PAGE TEXT.
The District of Columbia should relinquish control of its only public hospital to a not-for-profit corporation to reverse the facility's dismal financial performance, according to a plan drafted by a private consulting firm.
Kurron Shares of America, a New York-based healthcare management firm, drafted the plan for District of Columbia General Hospital under a contract with the city.
The firm recommended the hospital create a quasi-public governing board composed of private-sector executives appointed by the mayor. Under the plan, the city would ensure continued coverage of indigent patients and the prison population through contracts with the hospital but would no longer provide an outright appropriation for the facility or guarantee to fund its huge budget deficits.
In 1993, 435-bed D.C. General received a $59 million appropriation and lost more than $30 million. Under Kurron's proposed plan, the hospital could be $12 million in the black by 1998. With no changes, it will accumulate a $219 million deficit by that year, the report said.
But complying with the Kurron blueprint would require changes that are bound to meet political and grass-roots resistance, said Ronald Weitz, a principal in the company. These include rate increases; cutting 386 full-time employees through attrition and early retirement incentives; integrating 15 city-run clinics with D.C. General to create a delivery system with primary-care satellites; creating a faculty practice plan for physicians, who now are paid as full-time government workers, to give them an incentive to bill other payers for their services and reduce the hospitals' physician costs.
The Kurron proposal has been accepted by Mayor Sharon Pratt Kelly but still must be adopted by the city council. Approval could be stalled by this year's mayoral race.

EXERCISE DATA.
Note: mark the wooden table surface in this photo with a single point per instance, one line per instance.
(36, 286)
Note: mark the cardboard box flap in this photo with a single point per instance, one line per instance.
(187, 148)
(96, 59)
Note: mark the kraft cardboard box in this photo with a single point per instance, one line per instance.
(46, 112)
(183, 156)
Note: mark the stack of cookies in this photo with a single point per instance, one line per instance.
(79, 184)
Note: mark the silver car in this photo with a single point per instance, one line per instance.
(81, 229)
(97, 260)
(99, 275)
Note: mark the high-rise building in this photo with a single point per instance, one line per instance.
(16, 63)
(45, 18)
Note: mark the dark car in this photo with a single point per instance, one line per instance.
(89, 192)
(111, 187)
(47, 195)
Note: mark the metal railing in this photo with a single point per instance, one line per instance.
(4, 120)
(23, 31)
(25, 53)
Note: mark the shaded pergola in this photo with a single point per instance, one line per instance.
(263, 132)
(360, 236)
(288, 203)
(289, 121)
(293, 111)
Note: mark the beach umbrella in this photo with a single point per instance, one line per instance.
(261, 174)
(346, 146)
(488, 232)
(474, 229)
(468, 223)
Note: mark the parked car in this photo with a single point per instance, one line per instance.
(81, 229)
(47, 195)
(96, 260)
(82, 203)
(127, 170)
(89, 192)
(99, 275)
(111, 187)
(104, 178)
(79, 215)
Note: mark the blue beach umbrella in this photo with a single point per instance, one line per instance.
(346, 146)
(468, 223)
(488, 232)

EXERCISE. Please reproduce the portion of the hospital article above between "The District of" and "with the city.", inclusive.

FINAL ANSWER.
The District of Columbia should relinquish control of its only public hospital to a not-for-profit corporation to reverse the facility's dismal financial performance, according to a plan drafted by a private consulting firm.
Kurron Shares of America, a New York-based healthcare management firm, drafted the plan for District of Columbia General Hospital under a contract with the city.